_What to do_
Rewrite the entries from the line containing "Where can you spot the smiling" through the end of the entries, changing "reddish" to "dark" and leaving everything else as it is. Give only those lines.

_Provided records_
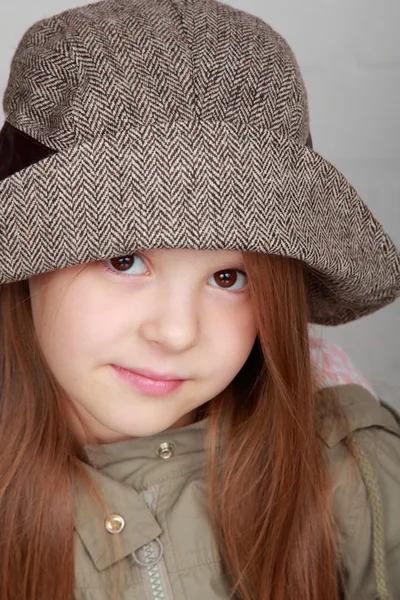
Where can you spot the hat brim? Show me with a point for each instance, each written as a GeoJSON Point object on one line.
{"type": "Point", "coordinates": [203, 185]}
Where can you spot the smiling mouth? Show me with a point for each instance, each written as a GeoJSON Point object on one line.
{"type": "Point", "coordinates": [150, 382]}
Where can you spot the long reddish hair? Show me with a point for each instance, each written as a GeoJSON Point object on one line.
{"type": "Point", "coordinates": [269, 489]}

_Written reply_
Where can you spot the smiling mouth? Show me with a point for each instance, each written as a GeoJSON Point object on one line.
{"type": "Point", "coordinates": [150, 382]}
Where can you spot the long dark hair? Show me with a point for each instance, each written as a GeoJSON Point object on one line.
{"type": "Point", "coordinates": [269, 489]}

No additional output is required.